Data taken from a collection
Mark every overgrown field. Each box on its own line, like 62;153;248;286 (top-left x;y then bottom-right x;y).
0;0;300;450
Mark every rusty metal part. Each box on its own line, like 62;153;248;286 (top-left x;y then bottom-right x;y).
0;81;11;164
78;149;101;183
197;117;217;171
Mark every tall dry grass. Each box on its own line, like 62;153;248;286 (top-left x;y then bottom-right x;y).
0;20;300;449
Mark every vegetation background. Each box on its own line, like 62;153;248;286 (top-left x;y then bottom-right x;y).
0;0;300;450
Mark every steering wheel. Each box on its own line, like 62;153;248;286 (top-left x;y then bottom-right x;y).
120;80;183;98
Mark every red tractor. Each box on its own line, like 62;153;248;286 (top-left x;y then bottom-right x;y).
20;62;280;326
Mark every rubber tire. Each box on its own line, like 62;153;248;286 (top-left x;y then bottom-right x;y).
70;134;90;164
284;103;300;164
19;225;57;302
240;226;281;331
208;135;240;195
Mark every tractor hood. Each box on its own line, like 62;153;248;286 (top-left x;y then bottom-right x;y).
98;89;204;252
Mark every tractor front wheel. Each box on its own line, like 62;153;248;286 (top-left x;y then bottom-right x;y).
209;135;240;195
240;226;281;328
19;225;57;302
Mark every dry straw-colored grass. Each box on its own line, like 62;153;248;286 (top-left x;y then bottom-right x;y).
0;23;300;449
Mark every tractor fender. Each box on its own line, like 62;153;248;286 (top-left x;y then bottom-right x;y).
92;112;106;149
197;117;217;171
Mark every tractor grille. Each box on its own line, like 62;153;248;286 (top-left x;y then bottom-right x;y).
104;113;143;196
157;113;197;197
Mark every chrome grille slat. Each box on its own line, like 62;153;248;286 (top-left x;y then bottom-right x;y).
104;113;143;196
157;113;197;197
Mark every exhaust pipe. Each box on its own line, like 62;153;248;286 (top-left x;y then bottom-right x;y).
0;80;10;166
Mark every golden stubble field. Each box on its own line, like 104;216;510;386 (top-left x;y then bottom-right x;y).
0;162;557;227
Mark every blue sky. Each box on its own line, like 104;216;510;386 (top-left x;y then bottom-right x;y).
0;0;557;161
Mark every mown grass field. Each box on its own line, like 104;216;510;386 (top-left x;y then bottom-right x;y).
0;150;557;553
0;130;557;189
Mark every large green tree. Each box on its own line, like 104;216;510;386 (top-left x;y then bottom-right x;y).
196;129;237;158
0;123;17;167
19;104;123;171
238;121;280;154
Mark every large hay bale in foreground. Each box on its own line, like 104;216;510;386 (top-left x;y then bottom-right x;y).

Set problem
Turn every line of the records above into a numbered list, and leave out any blank lines.

Answer to the problem
1. Mark every overgrown field. Each box on its own line, like 62;153;248;286 (top-left x;y then bottom-right x;y).
2. 0;0;300;450
3. Mark every rusty metal part. Each box on its own line, like 62;153;248;286 (top-left x;y then bottom-right x;y).
4. 0;81;11;164
5. 78;149;101;183
6. 197;117;217;171
7. Mark every tall dry grass. Each box on its own line, like 62;153;248;286 (top-left x;y then bottom-right x;y).
8. 0;20;300;449
9. Mark every vegetation background. Each box on its own line, like 62;153;248;286 (top-left x;y then bottom-right x;y).
10. 0;0;300;450
11. Mark every steering wheel. Each box on its own line, like 62;153;248;286 (top-left x;y then bottom-right x;y).
12. 120;80;183;98
13. Mark every red tractor. Each box on its own line, like 62;153;248;286 (top-left x;y then bottom-right x;y).
14. 20;62;280;326
15. Mark every rubber tire. Each box on its own line, like 62;153;248;286 (top-left x;y then bottom-right x;y).
16. 70;134;90;164
17. 284;103;300;164
18. 19;225;57;302
19. 240;226;281;331
20. 208;135;240;195
21. Mark every tractor hood. Each box on its own line, like 62;153;248;286 (top-left x;y then bottom-right x;y).
22. 98;89;204;252
23. Mark every tractor front wheel. Each box on its own line, like 62;153;248;286 (top-left x;y then bottom-right x;y).
24. 209;135;240;195
25. 240;226;281;328
26. 19;225;57;302
27. Mark every dry straw-colored grass. Each box on its own line, like 62;153;248;286 (top-left x;y then bottom-right x;y).
28. 0;23;300;449
29. Mark every tractor fender. Each box on its own line, like 62;153;248;286 (top-left x;y then bottom-right x;y).
30. 92;112;106;149
31. 197;117;217;171
32. Mark every tractor grille. Each box on its own line, like 62;153;248;286 (top-left x;y then bottom-right x;y).
33. 104;113;143;196
34. 157;113;197;197
35. Mark every chrome grille slat. Each box on its own line, like 62;153;248;286 (top-left x;y then bottom-right x;y).
36. 104;113;143;196
37. 157;113;197;197
38. Mark every exhaust pipe. Each box on its own line, like 62;153;248;286 (top-left x;y then bottom-right x;y).
39. 0;80;10;166
40. Mark every golden stubble field. Each box on its own line, like 104;216;510;386 (top-left x;y then bottom-right x;y).
41. 0;162;557;227
42. Mark every blue sky. Each box on its own line, like 104;216;510;386 (top-left x;y then bottom-right x;y).
43. 0;0;557;161
44. Mark every mown grass field. Each box on its own line, like 104;216;510;386 (top-left x;y then bottom-right x;y).
45. 0;150;557;553
46. 0;130;557;189
47. Mark every large green tree. Each box on its own line, like 104;216;510;386 (top-left x;y then bottom-right x;y).
48. 196;129;237;158
49. 0;123;17;167
50. 19;104;123;171
51. 238;121;280;154
52. Mark every large hay bale in foreground. Each box on its own line, like 104;216;510;386 (top-left x;y then bottom-right x;y).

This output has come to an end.